__Okuma Metni__.
28.11.2013 tarihli Resmi Gazete’de yayımlanan ve 28.05.2014 tarihinde yürürlüğe giren 6502 sayılı “Tüketicinin Korunması Hakkında Kanun”un (TKHK) 2. maddesinde Kanun’un kapsamı “bu Kanun, her türlü tüketici işlemi ile tüketiciye yönelik uygulamaları kapsar” şeklinde açıklanmıştır. Kanun’un “tanımlar” başlıklı 3. maddesinin (l) bendinde ise tüketici işlemi, “Mal veya hizmet piyasalarında kamu tüzel kişileri de dâhil olmak üzere ticari veya mesleki amaçlarla hareket eden veya onun adına ya da hesabına hareket eden gerçek veya tüzel kişiler ile tüketiciler arasında kurulan, eser, taşıma, simsarlık, sigorta, vekâlet, bankacılık ve benzeri sözleşmeler de dâhil olmak üzere her türlü sözleşme ve hukuki işlemi ifade eder” biçiminde tanımlanmıştır.
6502 sayılı TKHK’nın 73. maddesi uyarınca tüketici işlemleri ile tüketiciye yönelik uygulamalardan doğacak uyuşmazlıklara ilişkin davalada tükecici mahkemesi görevli kılınmıştır. Bunun yanında Kanun’un 83. maddesinde de taraflardan birinin tükecinin oluşturduğu işlemler ile ilgili diğer kanunlarda düzenlene olmasının, bu işlemin tüketici işlemi sayılmasını ve bu Kanun’un görev ve yetkiye ilişkin hükümlerinin uygulanmasını engellemeyeceği belirtilmiştir.
Somut olayda dava tarihi 12/12/2018 olup, 6502 Sayılı Yasanın yürürlük tarihinden sonradır. Davacı tarafça davalı … ile aralarında düzenlenen poliçe kapsamında talepte bulunulmuş olup, sigortalı aracın kullanım amacının Gaziantep1. Asliye Hukuk Mahkemesinin 2014/59-963 E.K. dosyası içerisinde bulunan belgelere göre hususi olduğu anlaşılmıştır.

__Veri Bloğu__.

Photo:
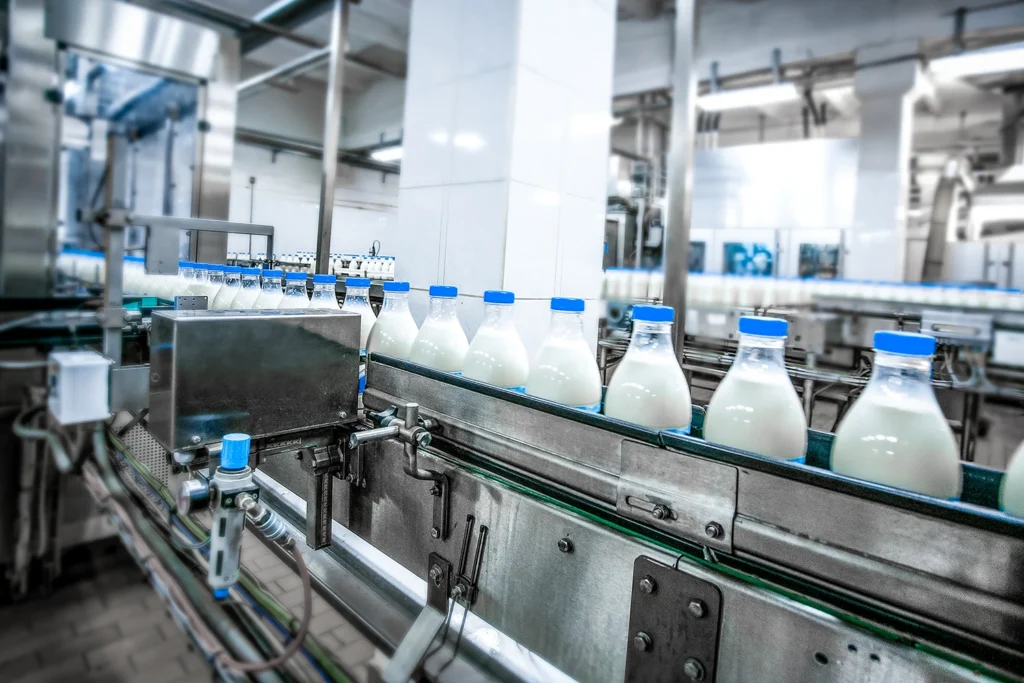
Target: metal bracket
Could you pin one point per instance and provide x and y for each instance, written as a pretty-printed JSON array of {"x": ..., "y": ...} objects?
[{"x": 674, "y": 625}]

__Yönergeler__.
(a) Tüketici hukuku metnine göre 6502 sayılı Kanun hangi tarihte yürürlüğe girmiştir?
(b) Tüketici hukuku metnini son cümlesinden sonra devam ettiriniz.

__Görev Sonuçları__.
(a) 28.05.2014 tarihinde.

(b)
Davacı ile davalı … arasında kurulan kasko sigorta poliçesine ilişkin sözleşme 6502 sayılı TKHK’nın 3. maddesi anlamında bir tüketici işlemi olup görevli mahkeme bu anlamda Tüketici Mahkemesi olması ve görevli mahkemenin yargılamanın her aşamasında resen gözetilmesi gereken bir kamu düzeni kuralı olması nedeniyle, görevsizlik kararı verilmesi gerekirken yazılı şekilde karar verilmesi doğru görülmemiştir.(Yargıtay 17.H.D.nin 2015/4929 E. 2017/10903 K.)
Kabule göre de: Mahkemece, davacının hasar bedelini sigorta acentası olan ….Sigortaya ödenmesine yazılı olarak muvafakat ettiği, yine davacı tarafından imzalanan ibranamede hasar bedeli olan …..TL’nin nakit olarak …. Sigorta isimli acentadan tahsil edildiğinin belirtildiği ve davalı … tarafından hasar bedelinin 24/12/2007 tarihli dekont ile acenta …. Sigortaya gönderildiği gerekçesi ile davanın reddine karar verilmiştir.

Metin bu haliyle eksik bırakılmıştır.